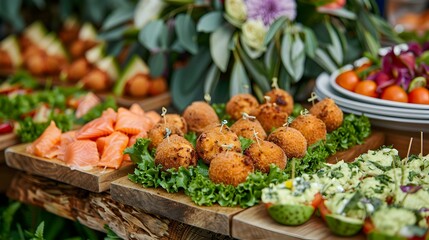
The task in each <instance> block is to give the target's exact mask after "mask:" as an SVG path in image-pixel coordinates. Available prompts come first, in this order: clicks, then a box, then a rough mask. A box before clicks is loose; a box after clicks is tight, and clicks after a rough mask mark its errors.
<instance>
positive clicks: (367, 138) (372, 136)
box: [326, 131, 385, 163]
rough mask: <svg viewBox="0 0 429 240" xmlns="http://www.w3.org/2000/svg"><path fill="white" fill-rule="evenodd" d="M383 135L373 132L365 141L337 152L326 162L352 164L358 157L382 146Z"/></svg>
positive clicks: (384, 138) (382, 144)
mask: <svg viewBox="0 0 429 240" xmlns="http://www.w3.org/2000/svg"><path fill="white" fill-rule="evenodd" d="M384 141H385V134H384V133H382V132H380V131H373V132H372V134H371V135H370V136H369V137H368V138H367V139H365V141H364V142H363V143H362V144H360V145H356V146H353V147H351V148H349V149H347V150H345V151H340V152H337V153H336V154H334V155H332V156H330V157H329V158H328V159H327V160H326V162H328V163H336V162H338V161H340V160H344V161H346V162H352V161H354V160H355V158H356V157H358V156H359V155H361V154H363V153H366V152H368V150H370V149H378V148H379V147H381V146H382V145H383V144H384Z"/></svg>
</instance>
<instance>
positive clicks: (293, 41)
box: [291, 34, 305, 82]
mask: <svg viewBox="0 0 429 240" xmlns="http://www.w3.org/2000/svg"><path fill="white" fill-rule="evenodd" d="M291 61H292V66H293V68H294V73H295V75H293V76H292V77H293V79H294V81H295V82H298V81H299V80H300V79H301V77H302V75H303V74H304V67H305V48H304V42H303V41H302V40H301V38H300V37H299V35H298V34H296V35H295V39H294V41H293V44H292V50H291Z"/></svg>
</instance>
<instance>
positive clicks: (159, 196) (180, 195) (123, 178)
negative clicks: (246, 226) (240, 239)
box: [110, 177, 243, 235]
mask: <svg viewBox="0 0 429 240" xmlns="http://www.w3.org/2000/svg"><path fill="white" fill-rule="evenodd" d="M110 193H111V194H112V198H113V199H114V200H116V201H118V202H122V203H124V204H127V205H130V206H133V207H136V208H140V209H143V210H144V211H146V212H150V213H153V214H158V215H161V216H164V217H168V218H171V219H173V220H176V221H180V222H183V223H185V224H189V225H192V226H196V227H199V228H203V229H207V230H210V231H213V232H216V233H220V234H224V235H230V223H231V218H232V216H233V215H234V214H237V213H239V212H241V211H243V209H242V208H239V207H221V206H219V205H214V206H198V205H196V204H195V203H194V202H193V201H192V200H191V199H190V198H189V197H188V196H186V195H185V194H184V193H180V192H179V193H167V192H166V191H165V190H164V189H157V188H144V187H143V186H141V185H138V184H135V183H133V182H131V181H130V180H128V177H123V178H120V179H118V180H116V181H114V182H113V183H112V186H111V187H110Z"/></svg>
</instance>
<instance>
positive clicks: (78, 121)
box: [76, 96, 118, 124]
mask: <svg viewBox="0 0 429 240" xmlns="http://www.w3.org/2000/svg"><path fill="white" fill-rule="evenodd" d="M108 108H112V109H114V110H116V109H117V108H118V106H117V105H116V101H115V99H114V98H113V97H110V96H109V97H107V98H106V99H105V100H104V101H103V102H101V103H100V104H98V105H97V106H95V107H93V108H91V109H90V110H89V111H88V112H87V113H86V114H85V115H83V116H82V118H81V119H77V120H76V123H78V124H85V123H87V122H90V121H92V120H94V119H96V118H98V117H100V116H101V114H102V113H103V111H104V110H106V109H108Z"/></svg>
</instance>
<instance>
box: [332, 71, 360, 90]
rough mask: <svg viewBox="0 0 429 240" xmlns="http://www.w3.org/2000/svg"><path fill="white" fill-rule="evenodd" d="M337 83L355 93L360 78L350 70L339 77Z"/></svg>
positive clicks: (341, 86) (347, 71)
mask: <svg viewBox="0 0 429 240" xmlns="http://www.w3.org/2000/svg"><path fill="white" fill-rule="evenodd" d="M335 82H336V83H337V84H338V85H340V86H341V87H343V88H345V89H347V90H349V91H354V89H355V87H356V85H357V84H358V83H359V77H358V75H357V74H356V72H355V71H353V70H349V71H345V72H342V73H341V74H340V75H338V76H337V78H336V79H335Z"/></svg>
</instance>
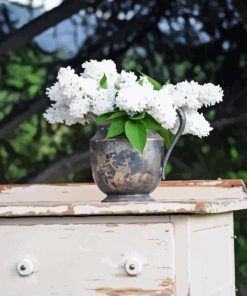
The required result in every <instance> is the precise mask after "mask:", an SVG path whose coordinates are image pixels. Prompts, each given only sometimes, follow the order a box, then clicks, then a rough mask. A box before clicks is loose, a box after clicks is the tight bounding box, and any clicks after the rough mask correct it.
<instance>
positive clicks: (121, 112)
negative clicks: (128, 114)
mask: <svg viewBox="0 0 247 296" xmlns="http://www.w3.org/2000/svg"><path fill="white" fill-rule="evenodd" d="M125 115H126V112H125V111H114V112H109V113H105V114H102V115H99V116H98V117H97V118H96V121H97V122H105V121H108V120H112V119H114V118H118V117H123V116H125Z"/></svg>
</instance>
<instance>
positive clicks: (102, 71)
mask: <svg viewBox="0 0 247 296" xmlns="http://www.w3.org/2000/svg"><path fill="white" fill-rule="evenodd" d="M82 68H83V69H84V72H83V73H81V76H82V77H85V78H92V79H95V80H96V81H97V82H98V83H99V82H100V80H101V78H102V77H103V75H104V74H105V75H106V77H107V83H108V84H111V85H114V84H115V83H116V81H117V78H118V76H119V74H118V73H117V69H116V64H115V63H114V62H113V61H112V60H102V61H97V60H90V61H88V62H85V63H83V64H82Z"/></svg>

**Your goal:** Copy out, from the records above, every line that holds the string "loose".

**Task answer:**
The task in each <instance> block is to give the target's exact mask after "mask:" as an SVG path in image-pixel coordinates. Available prompts come first, in this order: clicks, then a box, then a rough mask. A box before clicks is loose; a box after clicks is tight, and clicks after a rough mask mark its errors.
The required result in every <instance> is the precise mask after "mask:", an SVG path whose coordinates are image pixels. Prompts, each given only sometimes, follow the order a box, then clicks, then a rough mask. A box before clicks is loose, a box after clicks is the tight bounding box, and any clicks after the rough mask correct it.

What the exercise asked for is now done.